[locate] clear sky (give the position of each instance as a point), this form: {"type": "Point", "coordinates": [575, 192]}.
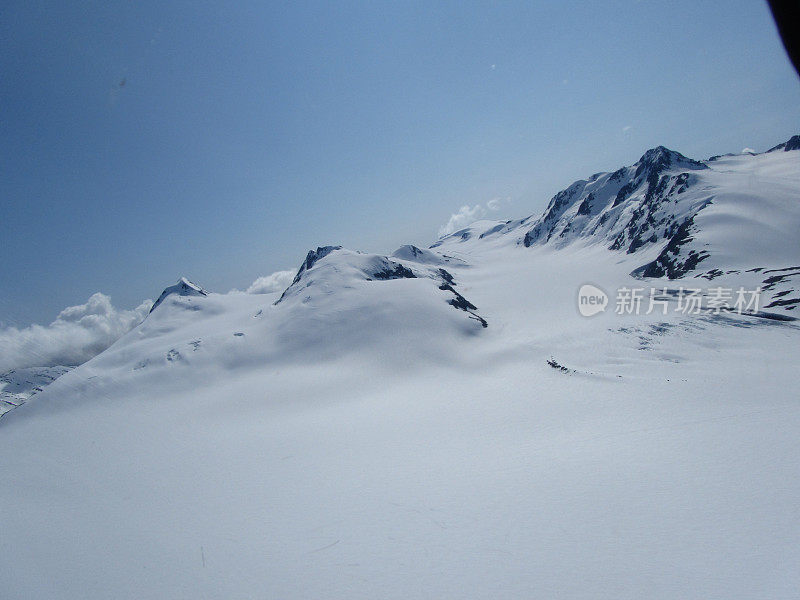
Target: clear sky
{"type": "Point", "coordinates": [142, 141]}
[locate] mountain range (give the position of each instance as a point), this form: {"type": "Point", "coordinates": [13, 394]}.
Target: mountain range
{"type": "Point", "coordinates": [444, 421]}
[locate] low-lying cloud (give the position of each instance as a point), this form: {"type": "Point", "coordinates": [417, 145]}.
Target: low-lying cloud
{"type": "Point", "coordinates": [277, 282]}
{"type": "Point", "coordinates": [78, 334]}
{"type": "Point", "coordinates": [467, 215]}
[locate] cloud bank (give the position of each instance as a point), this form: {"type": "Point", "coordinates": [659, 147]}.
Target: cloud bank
{"type": "Point", "coordinates": [78, 334]}
{"type": "Point", "coordinates": [277, 282]}
{"type": "Point", "coordinates": [467, 215]}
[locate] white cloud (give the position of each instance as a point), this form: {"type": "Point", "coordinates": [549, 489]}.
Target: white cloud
{"type": "Point", "coordinates": [277, 282]}
{"type": "Point", "coordinates": [78, 334]}
{"type": "Point", "coordinates": [467, 215]}
{"type": "Point", "coordinates": [462, 218]}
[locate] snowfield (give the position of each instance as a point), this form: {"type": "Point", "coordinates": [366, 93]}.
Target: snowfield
{"type": "Point", "coordinates": [443, 423]}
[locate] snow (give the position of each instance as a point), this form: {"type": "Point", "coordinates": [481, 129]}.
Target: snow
{"type": "Point", "coordinates": [364, 438]}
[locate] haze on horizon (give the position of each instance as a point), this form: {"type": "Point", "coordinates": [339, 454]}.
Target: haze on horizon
{"type": "Point", "coordinates": [148, 141]}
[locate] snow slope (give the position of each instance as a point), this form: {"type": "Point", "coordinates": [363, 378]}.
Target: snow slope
{"type": "Point", "coordinates": [434, 423]}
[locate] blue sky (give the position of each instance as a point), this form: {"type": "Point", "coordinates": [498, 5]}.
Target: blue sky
{"type": "Point", "coordinates": [145, 141]}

++++

_STATED GOAL_: Please reproduce all of the material above word for word, omitting the picture.

_THE RESPONSE_:
[locate] clear sky (give the position of each instance as a point), this form: {"type": "Point", "coordinates": [575, 192]}.
Target: clear sky
{"type": "Point", "coordinates": [142, 141]}
[locate] mountain range (give the position of each instance as a point), this form: {"type": "Point", "coordinates": [13, 394]}.
Target: mountain range
{"type": "Point", "coordinates": [444, 421]}
[locate] low-lying cloud (give the position of each instance as a point), this form: {"type": "Point", "coordinates": [417, 145]}.
Target: low-lying cloud
{"type": "Point", "coordinates": [277, 282]}
{"type": "Point", "coordinates": [78, 334]}
{"type": "Point", "coordinates": [467, 215]}
[locate] cloud bank (give the position of each instance as a point), this form: {"type": "Point", "coordinates": [659, 147]}.
Target: cloud bank
{"type": "Point", "coordinates": [78, 334]}
{"type": "Point", "coordinates": [277, 282]}
{"type": "Point", "coordinates": [467, 215]}
[locate] white cloud (give the position of each instance as a point), this form: {"type": "Point", "coordinates": [549, 489]}.
Target: white cloud
{"type": "Point", "coordinates": [277, 282]}
{"type": "Point", "coordinates": [78, 334]}
{"type": "Point", "coordinates": [467, 215]}
{"type": "Point", "coordinates": [462, 218]}
[locate] snowfield (give the position of each instance as a point), this form: {"type": "Point", "coordinates": [366, 93]}.
Target: snowfield
{"type": "Point", "coordinates": [443, 423]}
[locate] snow (give the position of each instance as a point), this form: {"type": "Point", "coordinates": [481, 129]}.
Target: snow
{"type": "Point", "coordinates": [364, 438]}
[locate] haze on horizon (give the position of each instance as a point), this form: {"type": "Point", "coordinates": [339, 454]}.
Target: haze on horizon
{"type": "Point", "coordinates": [148, 141]}
[locate] snow slope (give the position of each instance as a point), this form: {"type": "Point", "coordinates": [363, 378]}.
Target: snow slope
{"type": "Point", "coordinates": [434, 423]}
[locate] blue sky (give the position of each instance as a point), this form: {"type": "Point", "coordinates": [498, 5]}.
Target: blue sky
{"type": "Point", "coordinates": [145, 141]}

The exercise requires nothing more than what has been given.